▸ **EXERCISE INSTRUCTIONS**: Exactly as given, repeat all of the entries.

(Stored items from a collection)
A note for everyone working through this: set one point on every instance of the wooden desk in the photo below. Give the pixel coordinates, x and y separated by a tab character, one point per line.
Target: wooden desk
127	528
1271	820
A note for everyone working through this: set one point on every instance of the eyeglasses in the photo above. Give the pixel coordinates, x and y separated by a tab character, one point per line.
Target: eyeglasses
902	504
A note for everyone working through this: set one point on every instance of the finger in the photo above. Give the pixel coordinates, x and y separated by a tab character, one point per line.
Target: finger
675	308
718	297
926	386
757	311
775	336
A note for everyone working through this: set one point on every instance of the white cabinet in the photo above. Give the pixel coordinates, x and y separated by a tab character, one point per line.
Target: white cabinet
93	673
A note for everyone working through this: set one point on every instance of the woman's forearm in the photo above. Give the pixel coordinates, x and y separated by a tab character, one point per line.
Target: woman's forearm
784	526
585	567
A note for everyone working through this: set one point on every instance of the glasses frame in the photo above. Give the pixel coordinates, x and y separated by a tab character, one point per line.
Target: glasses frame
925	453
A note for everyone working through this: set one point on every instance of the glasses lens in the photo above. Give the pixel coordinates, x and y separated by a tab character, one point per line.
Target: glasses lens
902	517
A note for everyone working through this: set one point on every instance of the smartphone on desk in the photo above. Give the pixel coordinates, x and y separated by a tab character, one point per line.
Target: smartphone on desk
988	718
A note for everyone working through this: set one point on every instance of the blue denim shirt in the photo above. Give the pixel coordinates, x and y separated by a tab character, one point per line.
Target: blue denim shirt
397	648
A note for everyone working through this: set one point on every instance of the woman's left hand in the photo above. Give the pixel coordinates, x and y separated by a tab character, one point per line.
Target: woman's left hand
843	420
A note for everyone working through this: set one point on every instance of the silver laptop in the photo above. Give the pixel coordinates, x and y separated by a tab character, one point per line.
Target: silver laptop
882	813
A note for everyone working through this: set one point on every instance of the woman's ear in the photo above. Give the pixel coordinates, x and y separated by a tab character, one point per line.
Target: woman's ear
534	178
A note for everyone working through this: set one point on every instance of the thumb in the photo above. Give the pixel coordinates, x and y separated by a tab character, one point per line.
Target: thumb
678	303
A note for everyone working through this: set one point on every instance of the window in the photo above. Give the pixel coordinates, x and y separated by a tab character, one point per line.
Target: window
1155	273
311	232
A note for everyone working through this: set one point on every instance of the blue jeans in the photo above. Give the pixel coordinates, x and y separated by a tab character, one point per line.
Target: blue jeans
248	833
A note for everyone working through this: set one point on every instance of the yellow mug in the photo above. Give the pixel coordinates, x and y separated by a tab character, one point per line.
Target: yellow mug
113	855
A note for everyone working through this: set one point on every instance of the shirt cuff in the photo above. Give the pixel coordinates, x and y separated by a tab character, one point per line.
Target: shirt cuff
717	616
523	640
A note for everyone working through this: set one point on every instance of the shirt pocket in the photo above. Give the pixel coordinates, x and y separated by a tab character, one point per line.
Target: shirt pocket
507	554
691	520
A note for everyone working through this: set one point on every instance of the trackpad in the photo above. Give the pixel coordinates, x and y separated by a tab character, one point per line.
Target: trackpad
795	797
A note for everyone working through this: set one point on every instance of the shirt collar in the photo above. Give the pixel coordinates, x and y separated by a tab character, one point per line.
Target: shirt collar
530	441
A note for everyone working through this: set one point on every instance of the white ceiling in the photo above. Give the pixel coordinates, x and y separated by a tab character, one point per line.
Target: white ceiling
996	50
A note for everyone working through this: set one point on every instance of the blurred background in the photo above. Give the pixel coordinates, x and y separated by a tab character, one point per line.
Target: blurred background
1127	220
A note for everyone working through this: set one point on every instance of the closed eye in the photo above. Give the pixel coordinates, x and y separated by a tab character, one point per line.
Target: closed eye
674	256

▸ **ANSWER TO THE EXERCISE**:
A note for everyone working through this: set one point on every instance of the wooden desk in the photo below. Give the pixel coordinates, x and y separated by a tab character, one point per line.
Target: wooden desk
127	528
1271	820
A note for everyone working through this: set one point on every instance of the eyeglasses in the photo above. Give the pixel coordinates, x and y separated by a tab character, one point per line.
Target: eyeglasses
902	504
A note for everyone working through this: set one point on every instance of the finger in the photo above. Give the pixel coordinates, x and y separated by a tab character, one point per line.
Target: finger
675	308
718	297
926	386
757	311
775	336
A note for everyone working through this: set one point on every instance of the white cabinet in the photo above. Give the pixel coordinates, x and y separated by a tab character, one point per line.
Target: white cabinet
93	673
A note for everyone working through this: set one point on every instance of the woman's forearm in the photo above. Give the pixel coordinates, x and y separated by a tab character, one point per line.
Target: woman's forearm
784	526
585	567
A note for everyone working through this: set one point on every instance of the glasses frame in the photo above. Give the pixel coordinates, x and y separated by a tab character, one point per line.
Target: glasses frame
925	453
A note for everyone working through this: set one point on every instance of the glasses lens in the photo above. Give the pixel coordinates, x and y separated by a tab character, one point per line.
Target: glasses lens
902	517
A note for everyone working through this: set one point on every instance of the smartphone on desk in the photo above. Give the pixel coordinates, x and y separated by a tab character, one point per line.
Target: smartphone on desk
988	718
A note for everyone working through this: set one point on every instance of the blue denim shirt in the photo above. Give the pixel coordinates, x and y separated by a tab character, one point per line.
Target: blue denim shirt
397	648
A note for everyone working through this: set one point on every instance of the woman's left hand in the photo above. Give the pixel coordinates, x and y separated by a tab character, one point per line.
Target: woman's left hand
843	420
A note for everyone working through this: set one point on every instance of the silver laptop in the photo above. Give the pixel coordinates, x and y separated by a tab character, one point per line.
Target: silver laptop
882	813
A note for everyone working through this: set one point on every instance of the woman's ear in the photo above. Give the pixel coordinates, x and y separated by a tab character, one point per line.
Target: woman's ear
534	178
A note for everyone working through this: set one point on every instance of the thumb in the photo above. Give the pixel coordinates, x and y separated by a tab character, one point per line.
Target: thumb
678	303
A note for everyone working through this: set one point on every instance of the window in the photo above. Give the pixel coordinates, x and y separated by a tab character, one point per line.
Target: window
1155	273
311	232
A note for everyone working through this: set one point on every instance of the blue jeans in the photo above. Give the pixel coordinates, x and y separated by a tab character, one point per line.
Target: blue jeans
248	833
A note for everyone working through this: set one point on every instance of the yellow mug in the photo above. Give the pixel coordinates, x and y separated by a tab character, one point per line.
Target: yellow mug
113	855
A note for everyone working through this: set one point on every instance of the shirt cuff in the photo above. Give the pixel coordinates, x and y separated by a tab character, one point per line.
Target: shirt cuff
717	616
523	640
A note for everyone working through this: set one point on every instance of the shirt pocket in the photo above. Give the pixel coordinates, x and y separated by a tab character, one point per line.
Target: shirt pocket
507	554
691	520
A note for everyone working through this: set one point on every instance of the trackpad in the photo above. Give the pixel coordinates, x and y separated by a tab character, one point per line.
Target: trackpad
795	797
A note for everyone working through this: set one point on every instance of the shirt collar in the photo above. Give the pixel coordinates, x and y separated by a tab character, one point per line.
Target: shirt collar
530	441
A note for everyone working through this: set one point on every instance of the white ceiling in the photo above. Give the pixel coordinates, x and y separated by a tab character, one point per line.
Target: white ceiling
996	50
A note for everyone working through this: set one point on every instance of the blurred background in the photo above. Give the pixel coordinates, x and y separated by a tab character, one point per line.
Target: blurred background
1127	220
A note for everyone working through this: set one point on every instance of the closed eye in the photo above. Give the pixel coordinates, x and y separated by a tab character, one point per line.
Target: closed eye
674	256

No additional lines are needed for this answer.